## Data shown
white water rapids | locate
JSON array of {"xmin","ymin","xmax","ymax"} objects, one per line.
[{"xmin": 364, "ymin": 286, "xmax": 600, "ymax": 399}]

==

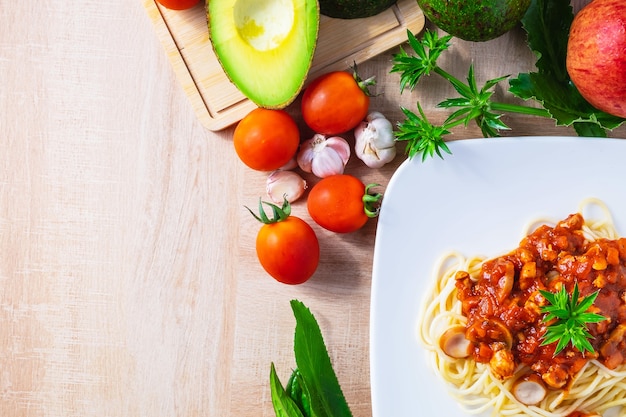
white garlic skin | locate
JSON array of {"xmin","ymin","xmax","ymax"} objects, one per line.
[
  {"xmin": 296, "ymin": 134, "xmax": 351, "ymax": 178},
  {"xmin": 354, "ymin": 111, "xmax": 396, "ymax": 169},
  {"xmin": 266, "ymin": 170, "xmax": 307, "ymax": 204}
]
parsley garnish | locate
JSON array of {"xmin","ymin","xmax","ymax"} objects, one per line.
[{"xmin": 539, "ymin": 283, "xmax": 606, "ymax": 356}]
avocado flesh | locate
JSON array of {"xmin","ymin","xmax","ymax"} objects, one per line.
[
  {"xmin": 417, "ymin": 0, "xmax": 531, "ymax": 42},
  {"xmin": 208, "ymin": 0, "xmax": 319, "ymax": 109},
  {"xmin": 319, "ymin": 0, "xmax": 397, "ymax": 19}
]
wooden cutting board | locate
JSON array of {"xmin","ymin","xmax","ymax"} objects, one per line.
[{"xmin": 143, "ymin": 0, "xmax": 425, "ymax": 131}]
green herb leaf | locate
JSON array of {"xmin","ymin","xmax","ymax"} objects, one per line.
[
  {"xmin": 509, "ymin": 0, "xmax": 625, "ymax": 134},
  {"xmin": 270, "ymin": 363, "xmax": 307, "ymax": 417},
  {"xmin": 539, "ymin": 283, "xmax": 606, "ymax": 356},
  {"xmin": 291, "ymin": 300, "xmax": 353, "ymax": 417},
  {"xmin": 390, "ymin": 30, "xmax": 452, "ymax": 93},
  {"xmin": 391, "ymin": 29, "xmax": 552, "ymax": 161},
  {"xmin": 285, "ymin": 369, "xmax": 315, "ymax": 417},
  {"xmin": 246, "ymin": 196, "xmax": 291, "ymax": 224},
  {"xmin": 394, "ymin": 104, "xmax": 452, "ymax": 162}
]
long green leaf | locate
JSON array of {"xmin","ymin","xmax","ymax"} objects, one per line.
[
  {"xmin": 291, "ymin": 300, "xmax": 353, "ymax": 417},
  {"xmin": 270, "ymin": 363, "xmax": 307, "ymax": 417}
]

## Try it
Everything starting at the line containing "white garlic skin | locate" and ending at the line containing "parsley garnish | locate" in the records above should be repeated exactly, and only that.

## Solution for this task
white garlic skin | locate
JSON array of {"xmin","ymin","xmax","ymax"} objects, one per line.
[
  {"xmin": 296, "ymin": 134, "xmax": 351, "ymax": 178},
  {"xmin": 354, "ymin": 111, "xmax": 396, "ymax": 169},
  {"xmin": 266, "ymin": 170, "xmax": 307, "ymax": 204}
]
parsley garnish | locate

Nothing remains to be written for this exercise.